→ **EXERCISE INSTRUCTIONS**
Set every entry down again precisely.

→ **GIVEN RECORDS**
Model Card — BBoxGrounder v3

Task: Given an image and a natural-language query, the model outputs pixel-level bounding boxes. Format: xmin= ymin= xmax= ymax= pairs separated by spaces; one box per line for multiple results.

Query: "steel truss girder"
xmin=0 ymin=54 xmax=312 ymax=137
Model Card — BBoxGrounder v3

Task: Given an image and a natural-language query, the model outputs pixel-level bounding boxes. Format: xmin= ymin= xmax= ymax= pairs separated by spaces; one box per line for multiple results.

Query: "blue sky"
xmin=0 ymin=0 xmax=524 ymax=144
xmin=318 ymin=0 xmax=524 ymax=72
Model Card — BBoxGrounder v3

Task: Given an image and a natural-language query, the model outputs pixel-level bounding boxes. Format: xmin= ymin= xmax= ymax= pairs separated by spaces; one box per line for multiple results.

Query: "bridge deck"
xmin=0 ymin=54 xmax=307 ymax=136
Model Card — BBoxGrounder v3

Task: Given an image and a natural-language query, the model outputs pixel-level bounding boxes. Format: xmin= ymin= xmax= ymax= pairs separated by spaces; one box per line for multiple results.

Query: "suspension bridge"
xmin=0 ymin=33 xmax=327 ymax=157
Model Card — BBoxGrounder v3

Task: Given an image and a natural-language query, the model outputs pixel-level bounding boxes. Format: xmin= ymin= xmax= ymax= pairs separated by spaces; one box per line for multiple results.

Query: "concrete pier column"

→ **YOUR RESPONSE**
Model Card — BBoxGrounder v3

Task: Given an image and a natural-language query, the model outputs pixel-level bounding boxes. Format: xmin= ymin= xmax= ymax= pairs separated by spaces; one box per line for multiple results.

Query: "steel truss girder"
xmin=0 ymin=54 xmax=312 ymax=137
Model Card — BBoxGrounder v3

Task: Given an image and a natural-language query, the model outputs pixel-level bounding boxes. Format: xmin= ymin= xmax= ymax= pairs separated by spaces; one box per line for multiple results.

Query: "blue sky"
xmin=0 ymin=0 xmax=524 ymax=144
xmin=318 ymin=0 xmax=524 ymax=72
Model Card — BBoxGrounder v3

Task: Given an image and a natural-language query, the model outputs pixel-level bounding boxes. Format: xmin= ymin= xmax= ymax= pairs separated by spaces; one box per line for multiple results.

Query: "bridge deck"
xmin=0 ymin=54 xmax=307 ymax=136
Model Card — BBoxGrounder v3

Task: Given an image and a natural-language query, the model outputs pixel-level bounding boxes. Format: xmin= ymin= xmax= ymax= pairs separated by spaces; one box per line for multiple results.

Query: "suspension bridge"
xmin=0 ymin=33 xmax=327 ymax=157
Model Card — BBoxGrounder v3

Task: Given an image and a natural-language query, the model outputs pixel-level bounding boxes. Format: xmin= ymin= xmax= ymax= pairs separated by spaces; one box per line for multiple results.

Query: "concrete pier column"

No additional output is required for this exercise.